Records for this exercise:
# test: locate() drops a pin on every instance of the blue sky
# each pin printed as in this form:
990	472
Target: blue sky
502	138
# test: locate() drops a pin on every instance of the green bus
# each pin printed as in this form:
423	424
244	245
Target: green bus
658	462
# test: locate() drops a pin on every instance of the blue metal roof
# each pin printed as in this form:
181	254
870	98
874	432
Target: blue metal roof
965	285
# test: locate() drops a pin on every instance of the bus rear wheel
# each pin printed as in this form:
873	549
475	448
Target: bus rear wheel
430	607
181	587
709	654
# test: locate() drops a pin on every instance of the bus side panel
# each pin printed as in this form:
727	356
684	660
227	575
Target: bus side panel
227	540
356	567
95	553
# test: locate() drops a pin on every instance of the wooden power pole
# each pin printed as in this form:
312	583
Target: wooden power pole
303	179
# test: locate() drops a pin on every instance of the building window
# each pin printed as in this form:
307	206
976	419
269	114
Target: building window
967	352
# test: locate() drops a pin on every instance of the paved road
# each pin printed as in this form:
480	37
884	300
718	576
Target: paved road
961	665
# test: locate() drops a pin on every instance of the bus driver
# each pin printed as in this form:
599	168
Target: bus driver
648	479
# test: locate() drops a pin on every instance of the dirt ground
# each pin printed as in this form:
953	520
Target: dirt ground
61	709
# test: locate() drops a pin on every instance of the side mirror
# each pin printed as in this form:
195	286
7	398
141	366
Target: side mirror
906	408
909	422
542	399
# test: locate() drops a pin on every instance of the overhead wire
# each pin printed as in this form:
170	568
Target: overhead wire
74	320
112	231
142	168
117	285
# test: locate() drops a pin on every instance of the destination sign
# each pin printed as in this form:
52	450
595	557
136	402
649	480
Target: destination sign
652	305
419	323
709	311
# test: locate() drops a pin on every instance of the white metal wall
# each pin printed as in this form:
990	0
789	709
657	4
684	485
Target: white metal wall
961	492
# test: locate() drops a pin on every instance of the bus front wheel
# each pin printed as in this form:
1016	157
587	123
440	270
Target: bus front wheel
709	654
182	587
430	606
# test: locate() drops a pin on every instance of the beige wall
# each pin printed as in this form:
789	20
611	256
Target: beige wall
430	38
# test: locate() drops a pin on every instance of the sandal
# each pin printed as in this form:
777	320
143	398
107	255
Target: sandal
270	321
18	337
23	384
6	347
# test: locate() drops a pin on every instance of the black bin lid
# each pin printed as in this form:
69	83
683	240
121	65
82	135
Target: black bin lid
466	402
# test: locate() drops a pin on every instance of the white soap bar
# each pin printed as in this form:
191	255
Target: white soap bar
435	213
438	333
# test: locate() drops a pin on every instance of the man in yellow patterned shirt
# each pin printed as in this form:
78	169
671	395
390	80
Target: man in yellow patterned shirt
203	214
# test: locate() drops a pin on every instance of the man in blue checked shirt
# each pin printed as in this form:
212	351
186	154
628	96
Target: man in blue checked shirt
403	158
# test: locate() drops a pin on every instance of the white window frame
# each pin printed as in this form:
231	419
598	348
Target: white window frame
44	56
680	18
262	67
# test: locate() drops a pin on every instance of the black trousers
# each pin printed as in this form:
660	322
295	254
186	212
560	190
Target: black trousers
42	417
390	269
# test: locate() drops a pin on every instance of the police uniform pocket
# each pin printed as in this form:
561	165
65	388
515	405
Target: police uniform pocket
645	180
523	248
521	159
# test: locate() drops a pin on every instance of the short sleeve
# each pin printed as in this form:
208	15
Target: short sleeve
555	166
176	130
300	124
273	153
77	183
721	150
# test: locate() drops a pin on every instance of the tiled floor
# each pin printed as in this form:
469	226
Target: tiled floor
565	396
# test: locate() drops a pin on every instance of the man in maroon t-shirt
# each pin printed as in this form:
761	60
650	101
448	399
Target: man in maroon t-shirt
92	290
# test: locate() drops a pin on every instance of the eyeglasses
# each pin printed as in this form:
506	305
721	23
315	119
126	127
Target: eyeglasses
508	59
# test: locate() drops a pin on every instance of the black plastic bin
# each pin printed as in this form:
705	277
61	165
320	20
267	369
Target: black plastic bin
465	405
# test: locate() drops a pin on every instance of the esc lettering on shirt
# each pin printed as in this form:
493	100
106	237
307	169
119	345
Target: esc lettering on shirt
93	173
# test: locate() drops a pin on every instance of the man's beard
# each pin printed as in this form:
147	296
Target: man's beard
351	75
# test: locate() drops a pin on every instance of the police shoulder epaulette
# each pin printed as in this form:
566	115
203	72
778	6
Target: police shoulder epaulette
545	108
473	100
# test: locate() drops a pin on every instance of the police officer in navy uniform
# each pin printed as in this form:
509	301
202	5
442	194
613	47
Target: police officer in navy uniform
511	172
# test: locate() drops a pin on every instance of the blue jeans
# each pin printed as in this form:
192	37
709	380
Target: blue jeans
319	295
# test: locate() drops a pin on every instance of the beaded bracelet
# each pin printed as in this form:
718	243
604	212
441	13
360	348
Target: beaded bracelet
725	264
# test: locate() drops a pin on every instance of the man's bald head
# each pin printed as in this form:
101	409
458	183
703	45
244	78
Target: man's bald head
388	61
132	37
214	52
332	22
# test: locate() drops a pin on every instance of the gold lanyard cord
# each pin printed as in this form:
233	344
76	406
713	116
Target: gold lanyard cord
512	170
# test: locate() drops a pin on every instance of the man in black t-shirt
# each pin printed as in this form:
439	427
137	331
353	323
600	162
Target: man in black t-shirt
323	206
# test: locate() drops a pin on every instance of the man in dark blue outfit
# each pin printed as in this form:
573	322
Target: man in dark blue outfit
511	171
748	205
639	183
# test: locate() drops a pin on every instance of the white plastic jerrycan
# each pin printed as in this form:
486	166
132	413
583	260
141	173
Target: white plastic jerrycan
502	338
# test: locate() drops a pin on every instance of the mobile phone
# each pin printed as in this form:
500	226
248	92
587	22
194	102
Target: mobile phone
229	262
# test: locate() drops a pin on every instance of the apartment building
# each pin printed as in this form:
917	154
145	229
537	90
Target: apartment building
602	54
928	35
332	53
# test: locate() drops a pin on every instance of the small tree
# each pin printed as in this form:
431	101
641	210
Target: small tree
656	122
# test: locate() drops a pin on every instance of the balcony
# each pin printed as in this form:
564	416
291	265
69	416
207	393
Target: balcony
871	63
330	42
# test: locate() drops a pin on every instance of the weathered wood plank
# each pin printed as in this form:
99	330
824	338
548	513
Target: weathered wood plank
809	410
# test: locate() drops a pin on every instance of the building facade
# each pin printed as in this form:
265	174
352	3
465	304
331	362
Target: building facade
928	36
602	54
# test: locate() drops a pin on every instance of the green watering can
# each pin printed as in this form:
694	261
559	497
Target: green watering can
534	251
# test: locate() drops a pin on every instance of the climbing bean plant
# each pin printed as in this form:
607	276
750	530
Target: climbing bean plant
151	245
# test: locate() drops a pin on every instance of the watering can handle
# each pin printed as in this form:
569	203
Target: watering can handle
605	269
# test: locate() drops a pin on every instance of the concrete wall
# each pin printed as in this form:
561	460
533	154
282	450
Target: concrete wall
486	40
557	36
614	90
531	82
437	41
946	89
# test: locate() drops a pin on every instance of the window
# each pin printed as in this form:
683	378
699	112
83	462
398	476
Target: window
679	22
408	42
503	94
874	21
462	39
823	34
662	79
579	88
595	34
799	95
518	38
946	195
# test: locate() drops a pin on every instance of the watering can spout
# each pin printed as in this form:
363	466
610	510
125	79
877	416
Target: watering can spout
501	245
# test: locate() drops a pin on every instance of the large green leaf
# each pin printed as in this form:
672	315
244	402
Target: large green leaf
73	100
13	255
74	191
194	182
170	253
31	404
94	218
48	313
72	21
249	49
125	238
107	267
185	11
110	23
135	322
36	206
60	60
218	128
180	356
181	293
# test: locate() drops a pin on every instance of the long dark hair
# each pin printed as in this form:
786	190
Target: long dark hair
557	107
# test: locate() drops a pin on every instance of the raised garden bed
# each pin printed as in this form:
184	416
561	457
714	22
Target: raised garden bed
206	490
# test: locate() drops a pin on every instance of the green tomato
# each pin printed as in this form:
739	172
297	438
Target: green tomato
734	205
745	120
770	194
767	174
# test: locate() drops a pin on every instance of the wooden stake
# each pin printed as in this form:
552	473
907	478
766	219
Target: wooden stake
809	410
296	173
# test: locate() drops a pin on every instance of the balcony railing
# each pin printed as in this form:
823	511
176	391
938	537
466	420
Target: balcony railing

Exercise directions: Copy out, character for character, every line from the one containing "the large green leaf" through the last line of the rows, inclusive.

Result below:
# test: locate() drops a pin on every instance of the large green leaf
# each pin printed as in this form:
672	315
244	402
Target: large green leaf
73	100
13	255
74	191
194	182
170	253
31	404
94	218
48	313
72	21
249	49
125	238
107	267
185	11
110	23
135	322
36	206
60	60
218	128
180	356
181	293
# test: locate() drops a pin on every instance of the long dark hair
# each pin printed as in this form:
786	190
Target: long dark hair
557	107
# test: locate() drops a pin on every instance of the raised garden bed
# each pin printed as in this form:
184	416
561	457
714	22
Target: raised garden bed
206	490
# test: locate() drops a pin on every instance of the green tomato
# each pin printed as in this form:
739	172
297	438
Target: green tomato
734	205
745	120
770	194
767	174
# test: locate() drops a pin on every instance of the wooden stake
# each pin printed as in this form:
552	473
907	478
766	219
Target: wooden stake
809	410
296	173
# test: locate() drops a pin on every instance of the balcony railing
# each pin printed as in this form:
823	511
176	391
938	537
466	420
Target: balcony railing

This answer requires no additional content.